*** Dataset excerpts ***
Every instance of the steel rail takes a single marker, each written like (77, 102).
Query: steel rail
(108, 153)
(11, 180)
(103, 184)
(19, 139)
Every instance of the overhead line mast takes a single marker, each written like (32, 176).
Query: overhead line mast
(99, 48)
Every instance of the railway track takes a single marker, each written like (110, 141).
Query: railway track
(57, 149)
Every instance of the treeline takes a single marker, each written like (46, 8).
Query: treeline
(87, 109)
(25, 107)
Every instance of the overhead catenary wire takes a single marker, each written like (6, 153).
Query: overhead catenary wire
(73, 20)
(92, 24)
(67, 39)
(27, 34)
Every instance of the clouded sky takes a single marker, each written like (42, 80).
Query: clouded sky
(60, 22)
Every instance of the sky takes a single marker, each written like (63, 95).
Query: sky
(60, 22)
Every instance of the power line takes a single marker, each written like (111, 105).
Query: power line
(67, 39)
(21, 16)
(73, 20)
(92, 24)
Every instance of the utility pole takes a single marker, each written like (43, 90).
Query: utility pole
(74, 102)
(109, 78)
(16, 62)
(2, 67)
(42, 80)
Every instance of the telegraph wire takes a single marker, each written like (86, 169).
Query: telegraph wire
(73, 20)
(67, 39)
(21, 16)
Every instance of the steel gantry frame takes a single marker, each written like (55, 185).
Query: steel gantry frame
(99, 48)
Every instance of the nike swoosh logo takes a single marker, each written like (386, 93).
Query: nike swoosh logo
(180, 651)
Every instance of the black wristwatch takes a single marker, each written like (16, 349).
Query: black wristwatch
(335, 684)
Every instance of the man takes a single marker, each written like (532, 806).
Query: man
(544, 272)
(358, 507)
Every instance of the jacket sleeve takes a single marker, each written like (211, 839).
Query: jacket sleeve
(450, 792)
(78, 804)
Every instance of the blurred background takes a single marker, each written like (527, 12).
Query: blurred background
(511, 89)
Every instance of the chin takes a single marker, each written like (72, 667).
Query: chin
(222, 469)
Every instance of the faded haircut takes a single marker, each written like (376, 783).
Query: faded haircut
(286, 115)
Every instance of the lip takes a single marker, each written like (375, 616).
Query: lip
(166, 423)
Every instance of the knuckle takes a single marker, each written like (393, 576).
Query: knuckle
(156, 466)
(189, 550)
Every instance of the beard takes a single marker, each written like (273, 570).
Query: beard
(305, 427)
*** End of Dataset excerpts ***
*** Dataset excerpts ***
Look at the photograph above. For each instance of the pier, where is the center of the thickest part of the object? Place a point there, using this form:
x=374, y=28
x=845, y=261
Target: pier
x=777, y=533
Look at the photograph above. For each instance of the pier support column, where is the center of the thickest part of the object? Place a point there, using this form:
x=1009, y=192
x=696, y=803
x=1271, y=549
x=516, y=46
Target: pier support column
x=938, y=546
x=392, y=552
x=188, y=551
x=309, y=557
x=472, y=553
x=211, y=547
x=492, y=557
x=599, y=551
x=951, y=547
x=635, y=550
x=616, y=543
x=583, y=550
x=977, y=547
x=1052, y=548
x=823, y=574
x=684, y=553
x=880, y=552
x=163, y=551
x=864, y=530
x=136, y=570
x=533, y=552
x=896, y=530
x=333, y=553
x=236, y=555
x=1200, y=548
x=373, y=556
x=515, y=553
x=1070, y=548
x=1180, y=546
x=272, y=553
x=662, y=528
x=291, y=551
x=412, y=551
*** End of Dataset excerpts ***
▶ [Exercise description]
The expected answer is a copy of each line in the records that holds the word "Look".

▶ [Problem solution]
Look at the photograph above. For each instance of the pier, where is the center of the thickest part of the object? Place a point there, using this form:
Look at the photograph above. For each instance of the pier support column, where is the center of the thickest part of the object? Place a point there, using this form:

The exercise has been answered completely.